Source ::
#####

Artist information
Between before and now; between reality and imagination; between memory and remembering. Federico Albanese’s stunning new album Before And Now Seems Infinite captures and inhabits these moments and passages of time. Each exquisitely rendered fusion of modern-classical and electronic hues with traces of jazz and avant-garde pop, is inspired by a specific memory and the suggestion that, in the words of French novelist Marcel Proust, “Remembrance of things past is not necessarily the remembrance of things as they were.”
“There are multiple ways in which we perceive a memory,” says composer and multi-instrumentalist Albanese, who grew up in Milan and now calls Berlin home. “We might remember things from different angles and give them different meanings. I find it interesting to explore the instant where we decide how we are going to remember something. And music is the vehicle I use to find these moments, to hold them in time.”
Before And Now Seems Infinite is Albanese’s debut album for Universal Music Group’s genre-defying imprint Mercury KX, following 2018’s By The Deep Sea and his soundtrack to the 2019 documentary Twelve, with its timely themes of spirituality, ecology and community. Albanese is clearly on a roll, as the new album is his third diverse release on Mercury KX in nine months, following The Moments We Keep in July 2021, a collaborative EP with Irish/Norwegian singer-songwriter Tara Nome Doyle, and a spontaneously recorded solo piano EP Fredenwade – Teil I in October 2021. The roots of Before And Now Feels Infinite, however, precede both EPs, starting with new demos laid down in the summer of 2019.

#####

Records ::
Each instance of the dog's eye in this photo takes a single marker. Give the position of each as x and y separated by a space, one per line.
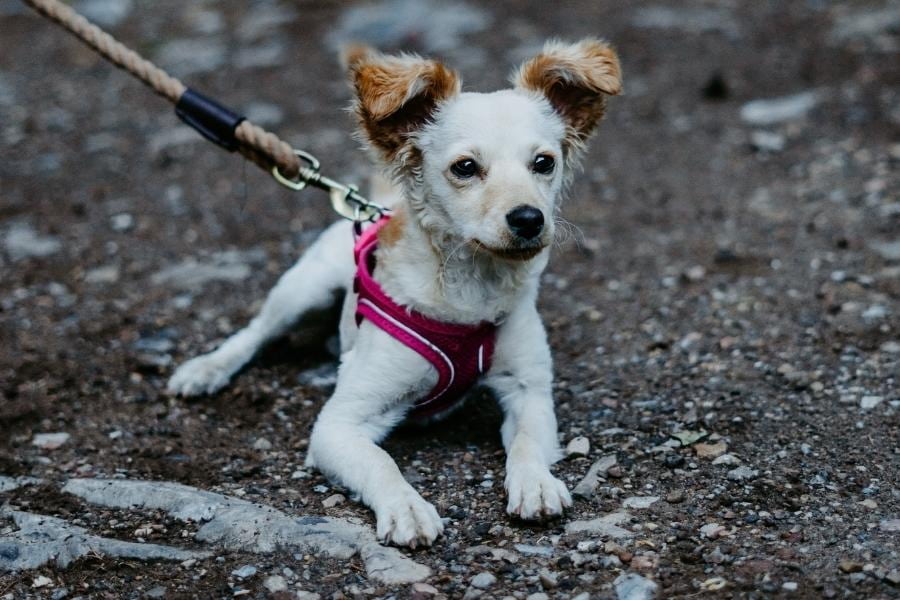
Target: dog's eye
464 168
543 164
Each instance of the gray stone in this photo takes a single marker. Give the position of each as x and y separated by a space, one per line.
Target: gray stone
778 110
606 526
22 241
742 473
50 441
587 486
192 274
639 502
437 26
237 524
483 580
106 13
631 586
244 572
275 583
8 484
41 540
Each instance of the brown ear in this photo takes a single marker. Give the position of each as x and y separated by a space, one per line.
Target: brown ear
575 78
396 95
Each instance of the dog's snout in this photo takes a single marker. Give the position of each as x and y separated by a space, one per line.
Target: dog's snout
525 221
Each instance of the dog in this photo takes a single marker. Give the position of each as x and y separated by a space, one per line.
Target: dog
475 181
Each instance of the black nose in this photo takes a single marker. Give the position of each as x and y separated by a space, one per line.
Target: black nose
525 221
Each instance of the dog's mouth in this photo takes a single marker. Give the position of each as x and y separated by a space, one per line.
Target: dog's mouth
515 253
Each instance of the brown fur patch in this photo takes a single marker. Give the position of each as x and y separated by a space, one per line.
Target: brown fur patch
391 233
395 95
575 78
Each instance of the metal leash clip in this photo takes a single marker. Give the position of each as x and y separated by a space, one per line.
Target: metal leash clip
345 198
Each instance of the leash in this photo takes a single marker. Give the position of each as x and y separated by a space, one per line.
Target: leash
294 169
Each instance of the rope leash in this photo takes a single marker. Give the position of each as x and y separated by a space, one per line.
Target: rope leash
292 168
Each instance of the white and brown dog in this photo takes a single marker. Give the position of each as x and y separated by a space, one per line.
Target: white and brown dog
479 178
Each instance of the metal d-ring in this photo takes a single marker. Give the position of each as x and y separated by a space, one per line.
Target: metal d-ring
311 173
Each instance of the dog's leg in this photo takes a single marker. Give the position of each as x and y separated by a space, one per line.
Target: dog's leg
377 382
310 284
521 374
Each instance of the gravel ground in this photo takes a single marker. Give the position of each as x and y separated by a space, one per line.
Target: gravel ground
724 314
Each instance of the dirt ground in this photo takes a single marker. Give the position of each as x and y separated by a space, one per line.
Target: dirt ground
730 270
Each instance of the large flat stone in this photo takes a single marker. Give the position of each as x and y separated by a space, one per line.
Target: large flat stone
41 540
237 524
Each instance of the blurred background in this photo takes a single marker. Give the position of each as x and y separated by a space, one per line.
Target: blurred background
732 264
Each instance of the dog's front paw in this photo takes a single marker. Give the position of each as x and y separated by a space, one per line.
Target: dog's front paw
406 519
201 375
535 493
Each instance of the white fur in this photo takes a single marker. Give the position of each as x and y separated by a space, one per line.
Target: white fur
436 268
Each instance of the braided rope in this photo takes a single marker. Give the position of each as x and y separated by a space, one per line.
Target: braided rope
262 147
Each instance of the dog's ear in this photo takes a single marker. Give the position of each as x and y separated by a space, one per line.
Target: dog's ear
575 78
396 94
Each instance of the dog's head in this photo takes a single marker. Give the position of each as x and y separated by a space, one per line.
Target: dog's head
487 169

#####

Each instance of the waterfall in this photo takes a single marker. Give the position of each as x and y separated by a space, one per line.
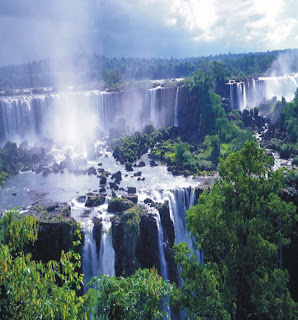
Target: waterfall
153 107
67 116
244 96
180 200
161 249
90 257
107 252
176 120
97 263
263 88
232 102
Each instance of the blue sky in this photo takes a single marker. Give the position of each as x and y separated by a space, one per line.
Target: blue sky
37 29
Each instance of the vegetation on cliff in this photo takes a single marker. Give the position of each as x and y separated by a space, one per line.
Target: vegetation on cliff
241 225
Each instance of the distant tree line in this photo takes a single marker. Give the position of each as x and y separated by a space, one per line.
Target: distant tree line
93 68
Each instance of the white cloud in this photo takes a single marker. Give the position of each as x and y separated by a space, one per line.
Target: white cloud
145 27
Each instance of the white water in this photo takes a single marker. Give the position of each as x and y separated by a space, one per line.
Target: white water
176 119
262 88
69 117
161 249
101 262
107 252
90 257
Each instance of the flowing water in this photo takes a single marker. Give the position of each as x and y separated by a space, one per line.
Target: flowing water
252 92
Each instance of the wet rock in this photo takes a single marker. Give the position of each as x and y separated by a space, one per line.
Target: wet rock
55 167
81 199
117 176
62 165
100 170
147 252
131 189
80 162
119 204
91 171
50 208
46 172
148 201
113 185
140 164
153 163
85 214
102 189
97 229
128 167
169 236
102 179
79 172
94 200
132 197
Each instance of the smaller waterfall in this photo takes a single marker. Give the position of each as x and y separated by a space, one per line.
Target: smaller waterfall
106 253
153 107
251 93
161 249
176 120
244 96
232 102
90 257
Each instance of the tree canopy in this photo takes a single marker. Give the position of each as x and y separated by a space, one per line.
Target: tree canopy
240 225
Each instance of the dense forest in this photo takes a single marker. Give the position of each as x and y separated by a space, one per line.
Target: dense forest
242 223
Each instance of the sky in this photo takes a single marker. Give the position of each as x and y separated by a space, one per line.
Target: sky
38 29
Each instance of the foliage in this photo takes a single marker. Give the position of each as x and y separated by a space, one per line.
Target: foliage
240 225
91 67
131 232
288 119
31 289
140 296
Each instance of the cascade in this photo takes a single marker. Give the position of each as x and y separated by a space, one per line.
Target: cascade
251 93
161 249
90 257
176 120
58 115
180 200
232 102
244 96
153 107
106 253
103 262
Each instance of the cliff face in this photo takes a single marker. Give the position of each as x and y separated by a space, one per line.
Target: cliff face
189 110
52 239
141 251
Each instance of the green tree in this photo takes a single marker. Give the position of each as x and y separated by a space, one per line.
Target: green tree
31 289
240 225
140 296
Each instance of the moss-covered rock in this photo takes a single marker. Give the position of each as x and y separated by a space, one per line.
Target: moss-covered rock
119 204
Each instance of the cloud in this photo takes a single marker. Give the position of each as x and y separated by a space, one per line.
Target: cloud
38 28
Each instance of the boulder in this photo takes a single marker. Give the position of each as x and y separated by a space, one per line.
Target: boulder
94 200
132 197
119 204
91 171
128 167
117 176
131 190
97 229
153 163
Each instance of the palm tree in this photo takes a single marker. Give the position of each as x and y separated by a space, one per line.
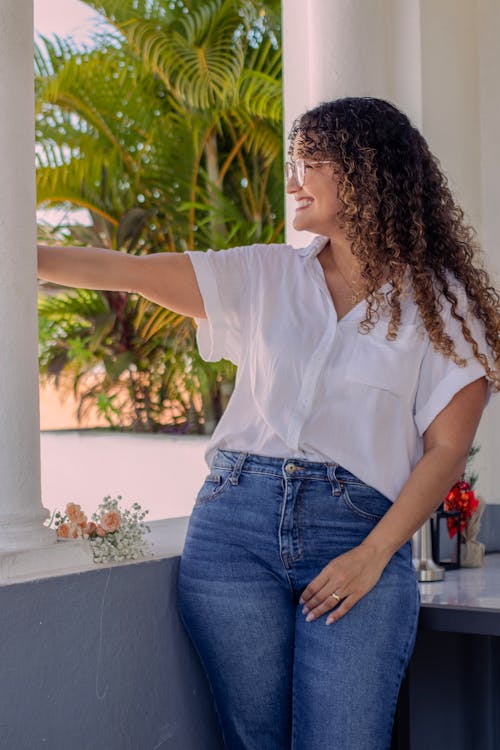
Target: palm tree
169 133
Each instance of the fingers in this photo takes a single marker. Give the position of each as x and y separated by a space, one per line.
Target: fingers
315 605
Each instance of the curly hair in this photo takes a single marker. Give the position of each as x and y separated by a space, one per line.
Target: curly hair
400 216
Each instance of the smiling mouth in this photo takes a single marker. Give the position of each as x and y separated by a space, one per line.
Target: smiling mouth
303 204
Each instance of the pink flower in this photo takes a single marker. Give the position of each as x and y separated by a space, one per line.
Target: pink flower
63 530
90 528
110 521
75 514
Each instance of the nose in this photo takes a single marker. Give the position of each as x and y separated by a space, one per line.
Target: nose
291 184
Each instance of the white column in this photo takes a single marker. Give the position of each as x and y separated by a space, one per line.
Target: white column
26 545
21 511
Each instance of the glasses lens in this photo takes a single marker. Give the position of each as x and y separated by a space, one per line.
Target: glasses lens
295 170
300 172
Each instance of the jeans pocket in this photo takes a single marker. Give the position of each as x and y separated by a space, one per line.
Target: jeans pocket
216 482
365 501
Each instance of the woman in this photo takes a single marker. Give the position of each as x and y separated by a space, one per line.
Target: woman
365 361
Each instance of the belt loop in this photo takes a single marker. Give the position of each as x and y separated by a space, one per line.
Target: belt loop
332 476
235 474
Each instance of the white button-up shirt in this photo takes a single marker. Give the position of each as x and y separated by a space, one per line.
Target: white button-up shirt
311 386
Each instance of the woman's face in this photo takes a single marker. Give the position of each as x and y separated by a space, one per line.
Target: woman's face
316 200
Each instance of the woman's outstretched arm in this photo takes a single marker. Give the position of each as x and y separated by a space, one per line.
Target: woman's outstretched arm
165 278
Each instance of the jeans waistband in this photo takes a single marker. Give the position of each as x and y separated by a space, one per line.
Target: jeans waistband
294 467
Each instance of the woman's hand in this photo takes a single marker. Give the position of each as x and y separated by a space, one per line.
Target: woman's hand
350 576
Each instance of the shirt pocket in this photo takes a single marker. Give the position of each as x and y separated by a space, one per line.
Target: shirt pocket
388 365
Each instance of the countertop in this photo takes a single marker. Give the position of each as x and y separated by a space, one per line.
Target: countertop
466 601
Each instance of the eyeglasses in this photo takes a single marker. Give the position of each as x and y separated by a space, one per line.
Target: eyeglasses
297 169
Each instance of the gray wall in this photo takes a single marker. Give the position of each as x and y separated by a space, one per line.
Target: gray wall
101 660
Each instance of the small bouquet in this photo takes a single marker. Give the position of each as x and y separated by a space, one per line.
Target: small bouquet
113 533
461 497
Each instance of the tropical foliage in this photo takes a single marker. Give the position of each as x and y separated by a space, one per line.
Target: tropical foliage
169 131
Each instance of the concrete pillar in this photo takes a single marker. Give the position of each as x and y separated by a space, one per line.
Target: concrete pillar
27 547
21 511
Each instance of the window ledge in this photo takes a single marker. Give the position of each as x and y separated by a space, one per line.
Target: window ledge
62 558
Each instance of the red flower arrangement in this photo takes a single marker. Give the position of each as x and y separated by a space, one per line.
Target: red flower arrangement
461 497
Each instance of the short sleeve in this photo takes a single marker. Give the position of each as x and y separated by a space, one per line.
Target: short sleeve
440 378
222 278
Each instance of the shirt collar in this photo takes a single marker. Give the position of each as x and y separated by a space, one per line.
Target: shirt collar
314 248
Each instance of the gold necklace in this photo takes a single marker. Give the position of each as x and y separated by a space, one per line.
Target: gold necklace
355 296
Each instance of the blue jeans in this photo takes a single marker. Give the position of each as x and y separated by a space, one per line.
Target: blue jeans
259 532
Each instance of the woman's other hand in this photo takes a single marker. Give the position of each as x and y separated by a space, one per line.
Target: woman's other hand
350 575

#####

Work to complete ::
1. Condense the paragraph of the artist information that begins "Between before and now" into no more than three sentences, keeping its main facts.
2. Identify each line of the entries that contains the word "blurred", and copy every such line.

Solution set ::
1. Federico Albanese's new album, Before And Now Seems Infinite, captures moments between before and now, reality and imagination, and memory and remembering. Each track blends modern-classical and electronic sounds with traces of jazz and avant-garde pop and is inspired by a specific memory. The album draws on Marcel Proust's idea that "Remembrance of things past is not necessarily the remembrance of things as they were."

2.
Each instance of the blurred background in this photo takes a single marker. Give the position of each as x and y separated by a space, one per line.
Target: blurred background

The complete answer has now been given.